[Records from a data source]
━━━━━━

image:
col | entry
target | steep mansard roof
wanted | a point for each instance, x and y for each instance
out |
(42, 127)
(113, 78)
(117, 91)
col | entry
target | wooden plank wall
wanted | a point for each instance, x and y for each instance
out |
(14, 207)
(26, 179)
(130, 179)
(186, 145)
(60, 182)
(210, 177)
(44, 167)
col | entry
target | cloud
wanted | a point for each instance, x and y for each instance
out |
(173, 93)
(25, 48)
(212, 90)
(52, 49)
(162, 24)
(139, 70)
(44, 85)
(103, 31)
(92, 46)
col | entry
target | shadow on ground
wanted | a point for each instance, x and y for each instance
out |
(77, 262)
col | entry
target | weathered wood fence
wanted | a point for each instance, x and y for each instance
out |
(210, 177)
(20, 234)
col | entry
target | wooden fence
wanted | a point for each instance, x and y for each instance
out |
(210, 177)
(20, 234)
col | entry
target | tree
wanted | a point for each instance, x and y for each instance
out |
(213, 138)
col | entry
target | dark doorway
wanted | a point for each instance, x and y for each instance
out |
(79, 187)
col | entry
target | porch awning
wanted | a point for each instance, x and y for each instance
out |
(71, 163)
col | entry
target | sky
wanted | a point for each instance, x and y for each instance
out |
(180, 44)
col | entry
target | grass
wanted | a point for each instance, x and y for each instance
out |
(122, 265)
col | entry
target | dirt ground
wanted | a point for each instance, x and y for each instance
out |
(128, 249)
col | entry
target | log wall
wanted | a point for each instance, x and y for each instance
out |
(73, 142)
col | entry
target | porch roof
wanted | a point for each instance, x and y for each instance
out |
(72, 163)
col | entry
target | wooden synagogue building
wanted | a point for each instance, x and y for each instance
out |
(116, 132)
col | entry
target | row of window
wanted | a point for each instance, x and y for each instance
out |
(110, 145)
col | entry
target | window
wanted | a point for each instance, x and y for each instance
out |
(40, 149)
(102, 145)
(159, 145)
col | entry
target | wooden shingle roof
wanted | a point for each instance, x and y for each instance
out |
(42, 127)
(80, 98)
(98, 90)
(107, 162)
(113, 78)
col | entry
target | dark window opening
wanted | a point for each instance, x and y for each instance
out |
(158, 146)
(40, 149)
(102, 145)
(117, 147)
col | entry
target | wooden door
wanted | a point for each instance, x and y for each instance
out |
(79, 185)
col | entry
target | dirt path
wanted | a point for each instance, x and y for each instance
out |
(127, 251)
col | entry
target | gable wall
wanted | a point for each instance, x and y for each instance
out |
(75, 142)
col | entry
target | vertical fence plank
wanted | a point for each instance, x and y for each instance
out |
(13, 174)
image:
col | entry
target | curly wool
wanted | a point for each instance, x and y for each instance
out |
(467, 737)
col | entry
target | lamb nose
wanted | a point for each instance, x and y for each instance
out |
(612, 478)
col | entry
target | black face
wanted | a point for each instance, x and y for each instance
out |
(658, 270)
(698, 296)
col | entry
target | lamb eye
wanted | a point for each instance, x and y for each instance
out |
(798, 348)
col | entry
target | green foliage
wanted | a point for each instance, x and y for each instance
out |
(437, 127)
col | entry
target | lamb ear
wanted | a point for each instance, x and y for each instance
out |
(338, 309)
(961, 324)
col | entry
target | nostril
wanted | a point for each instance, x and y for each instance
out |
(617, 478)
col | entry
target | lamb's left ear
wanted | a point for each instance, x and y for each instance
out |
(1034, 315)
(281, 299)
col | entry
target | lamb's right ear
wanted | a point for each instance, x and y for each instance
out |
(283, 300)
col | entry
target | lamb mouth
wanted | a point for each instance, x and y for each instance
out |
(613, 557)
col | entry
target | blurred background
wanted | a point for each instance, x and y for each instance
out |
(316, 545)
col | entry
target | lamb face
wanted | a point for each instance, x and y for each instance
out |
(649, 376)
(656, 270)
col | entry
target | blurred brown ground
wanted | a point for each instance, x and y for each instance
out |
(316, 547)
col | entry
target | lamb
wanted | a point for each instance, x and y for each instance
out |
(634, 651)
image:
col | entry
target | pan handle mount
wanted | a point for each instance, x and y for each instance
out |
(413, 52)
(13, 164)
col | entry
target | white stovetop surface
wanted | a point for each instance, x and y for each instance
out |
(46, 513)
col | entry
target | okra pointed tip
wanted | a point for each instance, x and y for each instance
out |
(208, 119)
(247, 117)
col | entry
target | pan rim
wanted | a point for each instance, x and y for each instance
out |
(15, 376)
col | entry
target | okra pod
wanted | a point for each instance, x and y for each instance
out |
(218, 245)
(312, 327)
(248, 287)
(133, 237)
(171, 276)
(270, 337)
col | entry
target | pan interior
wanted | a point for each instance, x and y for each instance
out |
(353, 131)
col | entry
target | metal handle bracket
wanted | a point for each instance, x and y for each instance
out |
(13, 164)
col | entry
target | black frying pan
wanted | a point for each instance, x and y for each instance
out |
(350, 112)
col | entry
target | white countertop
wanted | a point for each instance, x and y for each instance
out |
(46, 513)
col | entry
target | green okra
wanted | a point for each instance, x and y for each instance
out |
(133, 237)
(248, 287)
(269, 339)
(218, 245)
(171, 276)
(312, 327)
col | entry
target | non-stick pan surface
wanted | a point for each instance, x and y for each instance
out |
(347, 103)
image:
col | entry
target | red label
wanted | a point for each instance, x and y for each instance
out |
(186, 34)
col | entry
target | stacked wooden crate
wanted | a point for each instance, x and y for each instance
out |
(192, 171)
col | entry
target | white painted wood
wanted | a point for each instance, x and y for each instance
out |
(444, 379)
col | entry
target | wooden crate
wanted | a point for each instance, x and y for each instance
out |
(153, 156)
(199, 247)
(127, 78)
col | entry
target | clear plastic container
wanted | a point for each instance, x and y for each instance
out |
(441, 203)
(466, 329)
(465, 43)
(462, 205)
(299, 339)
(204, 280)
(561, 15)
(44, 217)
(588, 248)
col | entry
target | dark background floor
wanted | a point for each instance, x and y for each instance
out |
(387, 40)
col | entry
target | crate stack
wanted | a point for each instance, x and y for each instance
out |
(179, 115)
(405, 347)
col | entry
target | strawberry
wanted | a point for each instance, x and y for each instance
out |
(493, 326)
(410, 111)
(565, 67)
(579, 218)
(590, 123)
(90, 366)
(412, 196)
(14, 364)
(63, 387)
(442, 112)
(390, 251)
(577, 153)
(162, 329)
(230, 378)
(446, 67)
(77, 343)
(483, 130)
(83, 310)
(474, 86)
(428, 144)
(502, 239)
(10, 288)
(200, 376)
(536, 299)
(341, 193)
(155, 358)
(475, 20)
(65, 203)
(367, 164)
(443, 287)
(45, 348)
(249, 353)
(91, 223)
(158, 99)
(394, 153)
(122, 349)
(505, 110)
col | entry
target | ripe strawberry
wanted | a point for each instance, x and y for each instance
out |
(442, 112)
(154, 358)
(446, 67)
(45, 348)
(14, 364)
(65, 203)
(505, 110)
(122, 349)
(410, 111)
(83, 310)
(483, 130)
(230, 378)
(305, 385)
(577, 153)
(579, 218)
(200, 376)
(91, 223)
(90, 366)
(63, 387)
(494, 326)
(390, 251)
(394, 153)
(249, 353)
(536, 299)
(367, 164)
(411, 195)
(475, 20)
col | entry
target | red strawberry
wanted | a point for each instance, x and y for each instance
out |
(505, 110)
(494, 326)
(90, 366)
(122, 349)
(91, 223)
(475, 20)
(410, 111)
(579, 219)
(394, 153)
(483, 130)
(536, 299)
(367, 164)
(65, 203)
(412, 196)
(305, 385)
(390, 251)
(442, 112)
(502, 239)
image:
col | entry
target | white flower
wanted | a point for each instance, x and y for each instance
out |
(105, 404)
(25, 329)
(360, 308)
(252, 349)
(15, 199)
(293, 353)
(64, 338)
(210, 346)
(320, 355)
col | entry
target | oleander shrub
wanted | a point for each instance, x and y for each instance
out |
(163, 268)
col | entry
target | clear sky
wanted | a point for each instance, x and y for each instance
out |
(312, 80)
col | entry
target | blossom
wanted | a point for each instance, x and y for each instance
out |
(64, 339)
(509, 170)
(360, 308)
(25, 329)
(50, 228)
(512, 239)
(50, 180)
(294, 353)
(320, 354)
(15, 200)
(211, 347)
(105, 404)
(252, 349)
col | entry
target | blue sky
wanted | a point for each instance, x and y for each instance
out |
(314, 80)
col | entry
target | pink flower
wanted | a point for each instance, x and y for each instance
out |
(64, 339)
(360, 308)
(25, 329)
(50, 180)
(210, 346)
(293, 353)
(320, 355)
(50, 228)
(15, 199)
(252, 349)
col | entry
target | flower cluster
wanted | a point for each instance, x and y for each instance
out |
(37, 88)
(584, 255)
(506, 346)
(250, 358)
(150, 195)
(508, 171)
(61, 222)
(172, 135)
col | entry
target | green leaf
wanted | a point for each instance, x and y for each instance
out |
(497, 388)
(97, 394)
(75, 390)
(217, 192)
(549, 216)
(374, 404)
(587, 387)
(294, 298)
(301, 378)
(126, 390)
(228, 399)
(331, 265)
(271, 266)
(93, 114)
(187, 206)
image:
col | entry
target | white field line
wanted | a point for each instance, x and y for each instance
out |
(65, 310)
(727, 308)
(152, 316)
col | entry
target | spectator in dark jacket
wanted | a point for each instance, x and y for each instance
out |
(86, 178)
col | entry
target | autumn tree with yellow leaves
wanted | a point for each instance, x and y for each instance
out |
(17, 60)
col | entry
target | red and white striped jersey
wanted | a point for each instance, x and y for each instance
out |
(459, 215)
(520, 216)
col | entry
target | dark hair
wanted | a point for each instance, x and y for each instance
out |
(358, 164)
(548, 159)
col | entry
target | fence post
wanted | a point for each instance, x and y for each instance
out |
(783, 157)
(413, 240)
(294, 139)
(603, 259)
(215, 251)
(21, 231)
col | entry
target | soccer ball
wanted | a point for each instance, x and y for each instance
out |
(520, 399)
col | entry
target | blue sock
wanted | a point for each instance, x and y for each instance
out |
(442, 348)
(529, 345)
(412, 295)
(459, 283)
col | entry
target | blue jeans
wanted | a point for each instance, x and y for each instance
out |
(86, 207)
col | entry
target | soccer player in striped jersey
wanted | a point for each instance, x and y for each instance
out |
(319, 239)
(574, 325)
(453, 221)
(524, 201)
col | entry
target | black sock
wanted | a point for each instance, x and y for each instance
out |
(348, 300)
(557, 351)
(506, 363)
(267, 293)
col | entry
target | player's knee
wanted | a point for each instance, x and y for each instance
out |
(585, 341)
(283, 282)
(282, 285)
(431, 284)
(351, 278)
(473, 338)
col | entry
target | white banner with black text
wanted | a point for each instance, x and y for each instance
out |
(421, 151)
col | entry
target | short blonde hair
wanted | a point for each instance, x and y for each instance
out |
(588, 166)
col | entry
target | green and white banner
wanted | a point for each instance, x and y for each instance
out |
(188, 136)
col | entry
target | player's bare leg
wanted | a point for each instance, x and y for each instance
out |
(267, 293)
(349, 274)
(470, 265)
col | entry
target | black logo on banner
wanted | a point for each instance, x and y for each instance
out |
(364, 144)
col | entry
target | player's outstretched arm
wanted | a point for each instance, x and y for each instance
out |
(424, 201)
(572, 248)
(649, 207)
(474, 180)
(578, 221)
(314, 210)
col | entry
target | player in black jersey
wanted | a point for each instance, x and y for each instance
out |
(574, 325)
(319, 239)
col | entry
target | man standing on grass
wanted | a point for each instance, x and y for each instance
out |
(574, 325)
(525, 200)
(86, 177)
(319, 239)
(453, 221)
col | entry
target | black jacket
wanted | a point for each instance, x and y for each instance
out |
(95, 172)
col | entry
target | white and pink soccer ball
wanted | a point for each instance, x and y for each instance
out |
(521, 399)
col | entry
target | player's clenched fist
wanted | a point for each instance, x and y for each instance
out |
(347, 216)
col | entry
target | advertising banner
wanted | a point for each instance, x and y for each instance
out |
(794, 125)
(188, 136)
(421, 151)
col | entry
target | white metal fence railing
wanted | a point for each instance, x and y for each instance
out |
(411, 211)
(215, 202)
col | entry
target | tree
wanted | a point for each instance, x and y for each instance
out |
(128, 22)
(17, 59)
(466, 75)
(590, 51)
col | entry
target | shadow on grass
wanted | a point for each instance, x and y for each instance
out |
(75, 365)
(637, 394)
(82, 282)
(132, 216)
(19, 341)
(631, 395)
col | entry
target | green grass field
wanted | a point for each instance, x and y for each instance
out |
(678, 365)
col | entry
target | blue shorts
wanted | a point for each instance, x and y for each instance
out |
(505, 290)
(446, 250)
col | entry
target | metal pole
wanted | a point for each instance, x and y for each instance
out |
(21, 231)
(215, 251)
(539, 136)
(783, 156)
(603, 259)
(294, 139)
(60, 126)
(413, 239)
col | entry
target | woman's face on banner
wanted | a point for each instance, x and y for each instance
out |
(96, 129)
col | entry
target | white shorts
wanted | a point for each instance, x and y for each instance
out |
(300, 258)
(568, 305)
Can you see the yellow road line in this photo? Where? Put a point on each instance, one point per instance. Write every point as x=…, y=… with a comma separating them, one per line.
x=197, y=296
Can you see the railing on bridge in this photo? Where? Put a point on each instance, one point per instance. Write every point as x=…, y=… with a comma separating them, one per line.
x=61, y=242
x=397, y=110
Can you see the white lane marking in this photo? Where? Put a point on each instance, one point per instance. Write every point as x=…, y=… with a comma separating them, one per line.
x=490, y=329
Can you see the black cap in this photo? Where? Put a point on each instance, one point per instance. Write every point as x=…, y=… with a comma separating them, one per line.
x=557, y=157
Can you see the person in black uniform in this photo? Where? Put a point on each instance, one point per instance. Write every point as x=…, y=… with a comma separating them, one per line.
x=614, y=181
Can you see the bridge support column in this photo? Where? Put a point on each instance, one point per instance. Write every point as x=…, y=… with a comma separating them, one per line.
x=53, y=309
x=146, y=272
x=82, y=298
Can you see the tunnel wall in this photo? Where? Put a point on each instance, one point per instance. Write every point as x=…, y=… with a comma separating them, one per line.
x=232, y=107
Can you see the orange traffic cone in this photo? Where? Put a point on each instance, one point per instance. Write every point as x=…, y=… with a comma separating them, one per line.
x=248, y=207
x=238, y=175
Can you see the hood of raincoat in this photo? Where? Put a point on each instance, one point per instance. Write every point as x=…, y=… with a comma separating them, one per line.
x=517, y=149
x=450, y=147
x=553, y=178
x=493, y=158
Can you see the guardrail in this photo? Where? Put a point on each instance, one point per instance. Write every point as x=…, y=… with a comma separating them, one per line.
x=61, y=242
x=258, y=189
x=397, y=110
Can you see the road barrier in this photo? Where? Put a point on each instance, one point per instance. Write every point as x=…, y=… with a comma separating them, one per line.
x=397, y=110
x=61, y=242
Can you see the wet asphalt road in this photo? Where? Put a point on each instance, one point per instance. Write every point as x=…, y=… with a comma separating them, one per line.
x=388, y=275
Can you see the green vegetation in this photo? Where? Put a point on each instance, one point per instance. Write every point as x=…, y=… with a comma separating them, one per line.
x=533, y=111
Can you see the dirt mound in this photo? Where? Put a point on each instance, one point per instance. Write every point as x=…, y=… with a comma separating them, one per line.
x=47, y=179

━━━━━━

Brief
Wherever the word "jersey" appears in a line of the data, copy that line.

Task output
target | red and white striped jersey
target | soccer player in striped jersey
target | player in black jersey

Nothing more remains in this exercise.